**TASK OBJECTIVE:** Find the line that contains "Every instance of the long", then repeat it and each line after it to the end of the records, exactly.

**SOURCE MATERIAL:**
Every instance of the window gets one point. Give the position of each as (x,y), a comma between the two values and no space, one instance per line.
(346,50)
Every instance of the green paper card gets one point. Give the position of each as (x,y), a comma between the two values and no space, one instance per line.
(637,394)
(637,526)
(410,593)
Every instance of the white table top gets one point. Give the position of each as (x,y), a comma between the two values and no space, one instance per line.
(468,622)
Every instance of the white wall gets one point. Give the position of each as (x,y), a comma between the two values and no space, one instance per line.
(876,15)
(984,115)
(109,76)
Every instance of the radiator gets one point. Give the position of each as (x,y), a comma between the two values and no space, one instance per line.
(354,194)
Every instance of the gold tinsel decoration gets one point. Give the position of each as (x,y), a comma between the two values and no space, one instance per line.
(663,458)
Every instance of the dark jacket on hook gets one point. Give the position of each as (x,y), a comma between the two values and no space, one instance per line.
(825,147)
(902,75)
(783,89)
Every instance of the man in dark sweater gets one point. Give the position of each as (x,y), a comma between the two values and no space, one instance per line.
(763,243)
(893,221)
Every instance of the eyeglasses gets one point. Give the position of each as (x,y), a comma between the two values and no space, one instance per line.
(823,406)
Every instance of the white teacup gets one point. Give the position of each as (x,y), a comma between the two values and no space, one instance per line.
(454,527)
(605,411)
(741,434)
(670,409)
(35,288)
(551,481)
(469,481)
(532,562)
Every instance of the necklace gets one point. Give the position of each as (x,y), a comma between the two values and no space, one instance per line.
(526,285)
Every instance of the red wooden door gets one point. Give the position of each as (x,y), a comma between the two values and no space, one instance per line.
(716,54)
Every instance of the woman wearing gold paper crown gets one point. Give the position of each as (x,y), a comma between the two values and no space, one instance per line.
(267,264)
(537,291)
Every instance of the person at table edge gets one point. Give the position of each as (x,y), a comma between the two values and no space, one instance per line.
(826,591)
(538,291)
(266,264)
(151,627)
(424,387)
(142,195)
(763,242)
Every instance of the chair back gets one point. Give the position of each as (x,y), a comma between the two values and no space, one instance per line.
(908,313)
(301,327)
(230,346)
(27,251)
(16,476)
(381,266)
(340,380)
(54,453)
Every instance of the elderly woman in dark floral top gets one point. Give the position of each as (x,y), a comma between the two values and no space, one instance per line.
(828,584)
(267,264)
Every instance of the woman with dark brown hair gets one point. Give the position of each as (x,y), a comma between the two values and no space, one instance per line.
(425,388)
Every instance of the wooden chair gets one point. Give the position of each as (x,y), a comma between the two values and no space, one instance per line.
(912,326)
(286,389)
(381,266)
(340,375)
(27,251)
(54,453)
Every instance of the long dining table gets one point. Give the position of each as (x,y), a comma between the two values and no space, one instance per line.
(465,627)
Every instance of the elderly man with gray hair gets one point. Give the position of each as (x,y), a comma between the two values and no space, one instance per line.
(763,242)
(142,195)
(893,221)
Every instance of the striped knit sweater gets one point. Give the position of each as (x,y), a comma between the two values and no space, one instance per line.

**COMPLETED EXERCISE:**
Every instance of the long dining table gets one point. Give the position of each as (x,y), a comma between the two values and no space, one instance per line.
(465,627)
Every instance of the elderly man with gray hair gets one point. Give the position of each as (x,y), a comma between the two values and no space, one instance per line.
(763,242)
(142,195)
(893,221)
Every instance of the striped knit sweater gets one point. Give the position of each as (x,y), a comma between the two values and no space, one instance per line.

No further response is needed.